▸ Records supplied:
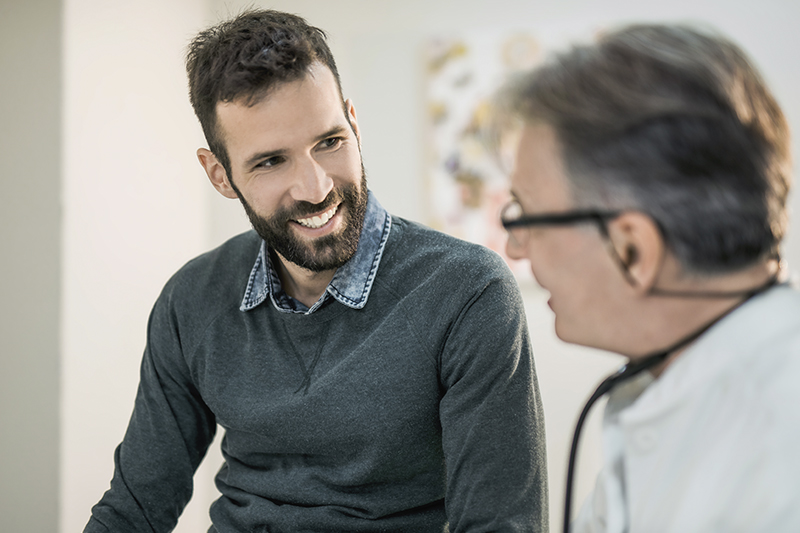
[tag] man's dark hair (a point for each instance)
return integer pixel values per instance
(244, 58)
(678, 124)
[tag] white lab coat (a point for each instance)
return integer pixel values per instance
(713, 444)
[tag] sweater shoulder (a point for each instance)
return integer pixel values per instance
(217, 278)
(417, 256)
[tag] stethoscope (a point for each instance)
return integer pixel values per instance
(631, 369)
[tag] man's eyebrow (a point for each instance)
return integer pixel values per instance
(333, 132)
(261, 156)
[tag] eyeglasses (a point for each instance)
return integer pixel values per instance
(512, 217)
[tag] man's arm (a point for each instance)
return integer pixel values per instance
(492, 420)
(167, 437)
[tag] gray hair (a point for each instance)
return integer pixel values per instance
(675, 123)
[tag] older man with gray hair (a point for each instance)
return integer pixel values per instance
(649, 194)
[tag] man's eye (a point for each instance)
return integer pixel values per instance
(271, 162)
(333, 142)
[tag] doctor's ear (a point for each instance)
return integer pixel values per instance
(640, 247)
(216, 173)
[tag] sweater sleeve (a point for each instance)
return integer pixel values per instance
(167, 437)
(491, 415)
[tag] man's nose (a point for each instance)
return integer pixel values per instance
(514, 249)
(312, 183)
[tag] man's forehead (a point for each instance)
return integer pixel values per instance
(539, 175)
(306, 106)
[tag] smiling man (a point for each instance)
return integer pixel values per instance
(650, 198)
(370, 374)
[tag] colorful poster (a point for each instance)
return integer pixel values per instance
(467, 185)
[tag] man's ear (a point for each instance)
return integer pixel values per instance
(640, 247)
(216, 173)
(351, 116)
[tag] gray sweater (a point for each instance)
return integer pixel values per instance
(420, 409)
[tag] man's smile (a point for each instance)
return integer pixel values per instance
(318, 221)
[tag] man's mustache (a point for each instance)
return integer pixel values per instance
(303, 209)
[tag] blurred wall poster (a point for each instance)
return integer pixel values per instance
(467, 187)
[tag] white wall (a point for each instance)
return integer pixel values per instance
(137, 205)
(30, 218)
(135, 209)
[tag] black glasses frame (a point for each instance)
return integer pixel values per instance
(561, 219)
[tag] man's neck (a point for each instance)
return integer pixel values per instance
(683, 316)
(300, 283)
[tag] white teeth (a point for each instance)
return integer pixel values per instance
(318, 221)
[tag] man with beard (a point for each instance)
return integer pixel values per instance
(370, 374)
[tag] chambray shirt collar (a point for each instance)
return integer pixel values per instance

--

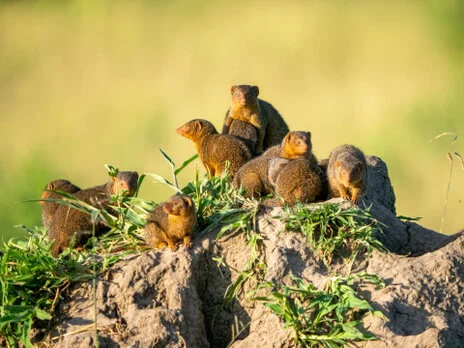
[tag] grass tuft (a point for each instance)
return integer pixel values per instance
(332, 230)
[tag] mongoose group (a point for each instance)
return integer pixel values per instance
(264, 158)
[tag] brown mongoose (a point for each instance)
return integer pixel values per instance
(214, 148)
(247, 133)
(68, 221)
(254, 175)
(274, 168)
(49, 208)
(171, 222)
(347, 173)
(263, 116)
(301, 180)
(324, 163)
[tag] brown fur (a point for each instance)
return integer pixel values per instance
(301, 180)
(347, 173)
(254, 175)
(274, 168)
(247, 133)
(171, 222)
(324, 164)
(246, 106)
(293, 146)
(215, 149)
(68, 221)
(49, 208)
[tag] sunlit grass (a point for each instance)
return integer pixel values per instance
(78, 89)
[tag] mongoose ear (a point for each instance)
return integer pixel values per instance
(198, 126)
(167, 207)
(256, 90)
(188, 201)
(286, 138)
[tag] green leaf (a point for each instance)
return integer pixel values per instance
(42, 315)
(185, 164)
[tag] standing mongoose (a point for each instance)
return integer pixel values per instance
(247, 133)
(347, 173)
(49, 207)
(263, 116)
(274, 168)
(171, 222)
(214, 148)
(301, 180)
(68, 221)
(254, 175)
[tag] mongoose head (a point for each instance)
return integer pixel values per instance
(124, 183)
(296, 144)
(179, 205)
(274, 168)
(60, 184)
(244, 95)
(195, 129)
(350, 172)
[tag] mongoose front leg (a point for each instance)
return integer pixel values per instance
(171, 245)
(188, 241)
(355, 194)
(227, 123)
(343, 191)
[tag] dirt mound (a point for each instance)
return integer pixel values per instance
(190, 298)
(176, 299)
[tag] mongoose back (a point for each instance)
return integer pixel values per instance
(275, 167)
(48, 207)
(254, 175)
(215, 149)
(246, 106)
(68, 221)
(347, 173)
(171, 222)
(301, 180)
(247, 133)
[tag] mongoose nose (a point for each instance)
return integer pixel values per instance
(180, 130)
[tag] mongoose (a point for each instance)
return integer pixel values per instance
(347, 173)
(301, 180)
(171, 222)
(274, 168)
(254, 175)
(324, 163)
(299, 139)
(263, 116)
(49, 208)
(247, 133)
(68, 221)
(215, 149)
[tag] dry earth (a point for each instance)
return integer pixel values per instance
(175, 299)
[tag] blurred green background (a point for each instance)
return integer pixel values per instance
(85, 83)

▸ Task directions: If a line of the entries above includes the word "nose", count it; then state the total and nothing else.

▸ Solution to the exercise: 2